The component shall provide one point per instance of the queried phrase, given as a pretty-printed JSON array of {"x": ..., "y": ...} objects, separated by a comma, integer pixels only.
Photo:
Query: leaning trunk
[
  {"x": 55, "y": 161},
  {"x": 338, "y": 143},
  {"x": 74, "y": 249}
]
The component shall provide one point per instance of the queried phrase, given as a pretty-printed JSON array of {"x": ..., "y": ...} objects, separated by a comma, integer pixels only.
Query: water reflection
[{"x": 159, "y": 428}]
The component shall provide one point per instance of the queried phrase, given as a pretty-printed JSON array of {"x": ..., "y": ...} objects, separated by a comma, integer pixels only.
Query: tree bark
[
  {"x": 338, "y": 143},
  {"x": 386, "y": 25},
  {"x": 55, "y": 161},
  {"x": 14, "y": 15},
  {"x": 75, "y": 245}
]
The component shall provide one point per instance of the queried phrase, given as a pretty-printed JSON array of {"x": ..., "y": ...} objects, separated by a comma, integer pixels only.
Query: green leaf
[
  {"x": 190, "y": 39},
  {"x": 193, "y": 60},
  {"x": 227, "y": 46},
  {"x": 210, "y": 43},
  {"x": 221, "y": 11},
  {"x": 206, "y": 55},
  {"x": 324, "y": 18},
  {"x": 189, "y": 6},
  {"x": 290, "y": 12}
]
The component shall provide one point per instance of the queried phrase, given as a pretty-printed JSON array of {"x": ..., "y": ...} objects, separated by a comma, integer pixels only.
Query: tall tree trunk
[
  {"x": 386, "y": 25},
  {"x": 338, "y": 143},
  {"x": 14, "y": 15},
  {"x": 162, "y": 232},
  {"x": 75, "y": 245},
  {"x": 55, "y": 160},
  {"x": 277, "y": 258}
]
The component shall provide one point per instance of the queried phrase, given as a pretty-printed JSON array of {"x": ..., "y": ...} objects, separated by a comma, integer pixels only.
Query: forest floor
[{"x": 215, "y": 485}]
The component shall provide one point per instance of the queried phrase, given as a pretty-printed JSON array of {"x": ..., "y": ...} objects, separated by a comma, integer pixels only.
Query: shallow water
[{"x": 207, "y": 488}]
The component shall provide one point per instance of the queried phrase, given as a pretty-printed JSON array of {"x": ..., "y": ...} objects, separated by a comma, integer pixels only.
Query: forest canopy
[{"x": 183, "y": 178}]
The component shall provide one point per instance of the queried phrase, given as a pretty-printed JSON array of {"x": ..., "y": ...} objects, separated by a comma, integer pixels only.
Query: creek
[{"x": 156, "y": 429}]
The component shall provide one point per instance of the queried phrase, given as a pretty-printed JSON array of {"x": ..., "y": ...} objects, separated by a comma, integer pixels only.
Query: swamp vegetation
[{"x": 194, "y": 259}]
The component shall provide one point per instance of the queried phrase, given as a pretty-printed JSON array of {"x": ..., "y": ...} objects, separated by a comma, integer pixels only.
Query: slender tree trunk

━━━━

(EXERCISE DESCRIPTION): Return the lines above exactly, keeping every word.

(RESPONSE TO THE TASK):
The component shall provide one point per instance of the queried phrase, given as a pretty-printed JSON array of {"x": ..., "y": ...} objects, separated by a comma, integer pixels only.
Photo:
Query: leaning trunk
[
  {"x": 55, "y": 161},
  {"x": 338, "y": 143},
  {"x": 74, "y": 249}
]
The component shall provide one point per instance of the queried phrase, given as a pretty-printed JSON array of {"x": ..., "y": ...} objects, separated by a comma, integer pixels only.
Query: water reflection
[{"x": 159, "y": 428}]
The component shall provide one point per instance of the queried phrase, given as a pretty-printed JSON array of {"x": ..., "y": ...} objects, separated by a comma, integer pixels only.
Query: tree bark
[
  {"x": 338, "y": 143},
  {"x": 386, "y": 25},
  {"x": 55, "y": 161},
  {"x": 14, "y": 15},
  {"x": 75, "y": 245}
]
The component shall provide one point per instance of the queried phrase, given as a pretty-printed JSON array of {"x": ..., "y": ...} objects, separated by a comma, integer pixels only.
Query: green leaf
[
  {"x": 190, "y": 39},
  {"x": 193, "y": 60},
  {"x": 227, "y": 46},
  {"x": 210, "y": 43},
  {"x": 221, "y": 11},
  {"x": 206, "y": 55},
  {"x": 324, "y": 18},
  {"x": 189, "y": 6},
  {"x": 290, "y": 12}
]
The component shall provide one point per instance of the queried phrase, given as a pretty-printed JSON array of {"x": ..., "y": ...} objects, separated by a comma, integer pixels only.
Query: tall tree trunk
[
  {"x": 386, "y": 25},
  {"x": 338, "y": 143},
  {"x": 14, "y": 15},
  {"x": 162, "y": 232},
  {"x": 75, "y": 245},
  {"x": 55, "y": 160},
  {"x": 277, "y": 258}
]
The component shall provide one point per instance of the queried phrase, given as a pretty-printed JSON array of {"x": ..., "y": ...} objects, separated by a comma, integer pixels only.
Query: forest floor
[{"x": 215, "y": 485}]
The component shall provide one point per instance of the queried phrase, given as a pretty-printed JSON array of {"x": ..., "y": ...} objects, separated by a comma, integer pixels only.
Query: shallow water
[{"x": 207, "y": 488}]
The component shall provide one point per instance of the queried phrase, given as a pretty-printed JSON array of {"x": ..., "y": ...} objects, separated by a comma, integer pixels only.
Query: forest canopy
[{"x": 183, "y": 178}]
The component shall provide one point per instance of the queried phrase, given as a pretty-printed JSON array of {"x": ..., "y": ...} objects, separated by a comma, integer pixels only.
Query: creek
[{"x": 156, "y": 429}]
The component shall provide one point per instance of the queried phrase, given as a pretty-printed JSON array of {"x": ..., "y": ...} objects, separated by a comma, integer pixels only.
Query: swamp vegetation
[{"x": 194, "y": 259}]
The component shall provide one point per instance of the queried phrase, given as a pretty-printed JSON array of {"x": ..., "y": ...} objects, separated by a comma, integer pixels only.
Query: slender tree trunk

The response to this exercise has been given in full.